### What you need to do:
Replace "sign" with "placard" in the lines starting at the line that contains "Isolate the white car." and ending at the line that contains "[0,0,262,28]", and give only those lines back with nothing else changed.

—————

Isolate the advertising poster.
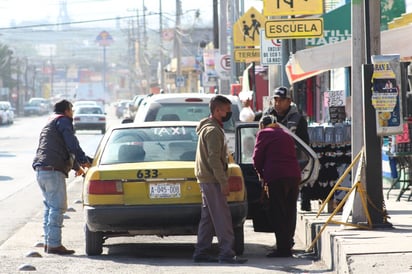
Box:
[203,49,219,87]
[372,55,403,136]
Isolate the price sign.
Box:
[328,90,345,107]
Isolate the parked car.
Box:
[125,95,146,120]
[83,121,247,255]
[235,122,320,232]
[129,93,242,153]
[115,100,132,119]
[73,101,100,111]
[73,105,106,134]
[23,97,50,116]
[0,101,14,124]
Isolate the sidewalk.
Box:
[296,186,412,274]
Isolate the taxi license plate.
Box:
[149,183,180,199]
[82,117,97,122]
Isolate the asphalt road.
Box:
[0,106,332,274]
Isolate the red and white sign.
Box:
[260,29,282,66]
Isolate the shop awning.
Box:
[289,24,412,77]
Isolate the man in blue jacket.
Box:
[32,100,91,255]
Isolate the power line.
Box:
[0,16,136,30]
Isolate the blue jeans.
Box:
[36,170,67,247]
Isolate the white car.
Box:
[73,101,99,110]
[73,105,106,134]
[130,93,242,153]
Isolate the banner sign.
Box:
[371,54,403,136]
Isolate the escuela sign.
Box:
[265,18,323,39]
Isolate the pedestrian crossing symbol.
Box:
[233,7,266,47]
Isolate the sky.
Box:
[0,0,262,28]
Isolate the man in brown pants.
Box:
[193,95,247,264]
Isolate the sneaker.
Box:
[219,256,247,264]
[46,245,74,255]
[193,255,219,263]
[266,250,292,258]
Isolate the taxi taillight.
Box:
[228,176,243,192]
[89,180,123,195]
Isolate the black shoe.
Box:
[219,256,247,264]
[46,245,74,255]
[266,250,292,258]
[193,255,219,263]
[300,201,312,211]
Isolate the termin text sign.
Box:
[263,0,323,16]
[260,29,282,66]
[234,49,260,63]
[265,18,323,39]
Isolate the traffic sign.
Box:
[260,29,282,66]
[220,54,230,70]
[263,0,323,16]
[234,49,260,63]
[233,7,266,47]
[176,75,185,87]
[265,18,323,39]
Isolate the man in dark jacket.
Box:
[264,86,311,211]
[193,95,247,264]
[252,115,301,257]
[32,100,90,255]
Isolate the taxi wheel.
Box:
[233,225,245,255]
[84,225,103,256]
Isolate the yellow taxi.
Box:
[83,121,247,255]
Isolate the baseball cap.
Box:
[273,87,292,99]
[259,115,276,127]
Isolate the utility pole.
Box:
[219,0,233,94]
[159,0,165,90]
[174,0,182,93]
[143,0,150,91]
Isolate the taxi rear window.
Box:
[100,126,198,165]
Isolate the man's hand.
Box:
[221,184,230,196]
[75,167,86,177]
[81,162,91,168]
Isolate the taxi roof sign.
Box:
[265,18,323,39]
[233,7,266,47]
[263,0,323,16]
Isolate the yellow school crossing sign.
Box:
[233,7,266,47]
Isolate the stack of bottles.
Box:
[306,122,352,201]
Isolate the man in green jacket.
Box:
[193,95,247,264]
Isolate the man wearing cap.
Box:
[264,86,311,211]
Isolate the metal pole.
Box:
[351,1,366,223]
[159,0,165,90]
[103,45,106,96]
[230,0,239,83]
[175,0,182,93]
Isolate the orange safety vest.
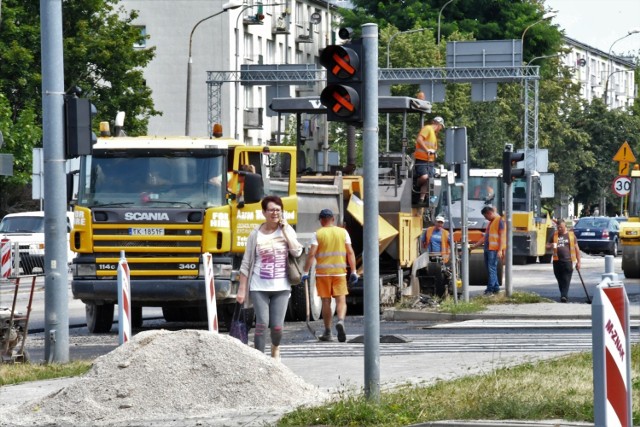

—————

### Task response:
Isolate the white car.
Box:
[73,101,99,110]
[73,105,106,134]
[130,93,242,153]
Isolate the banner placard.
Box:
[371,54,403,136]
Isolate the escuela placard.
Box:
[265,18,323,39]
Isolate the pedestrian crossing symbol.
Box:
[233,7,266,47]
Isolate the sky.
Box:
[0,0,262,28]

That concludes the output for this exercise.